─── Provided information ───

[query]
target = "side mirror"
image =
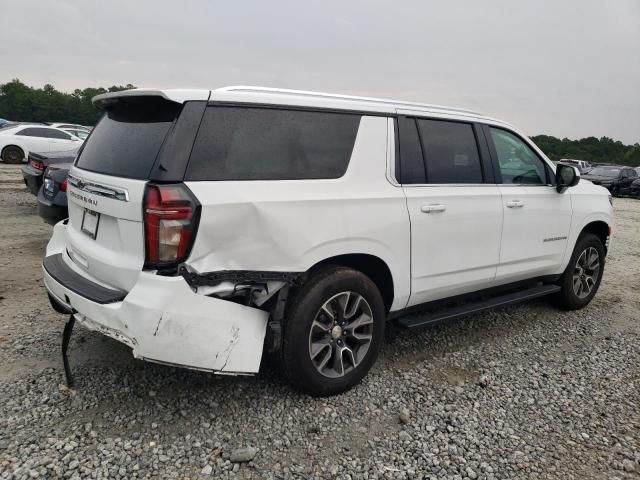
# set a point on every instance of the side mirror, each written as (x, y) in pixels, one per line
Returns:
(566, 176)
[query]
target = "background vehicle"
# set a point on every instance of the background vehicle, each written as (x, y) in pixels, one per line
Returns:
(71, 126)
(582, 165)
(17, 142)
(634, 190)
(52, 196)
(33, 171)
(617, 179)
(228, 220)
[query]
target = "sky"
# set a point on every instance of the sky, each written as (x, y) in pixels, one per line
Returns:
(560, 67)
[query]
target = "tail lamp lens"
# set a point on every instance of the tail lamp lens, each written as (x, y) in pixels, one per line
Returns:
(169, 222)
(37, 165)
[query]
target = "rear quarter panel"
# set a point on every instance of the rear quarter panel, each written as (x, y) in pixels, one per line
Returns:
(590, 203)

───

Show the lines in the entries above that include the string "side".

• _Output for this task_
target = "side mirror"
# set a point on every instance of the side mirror, each written as (x, y) in pixels, one per line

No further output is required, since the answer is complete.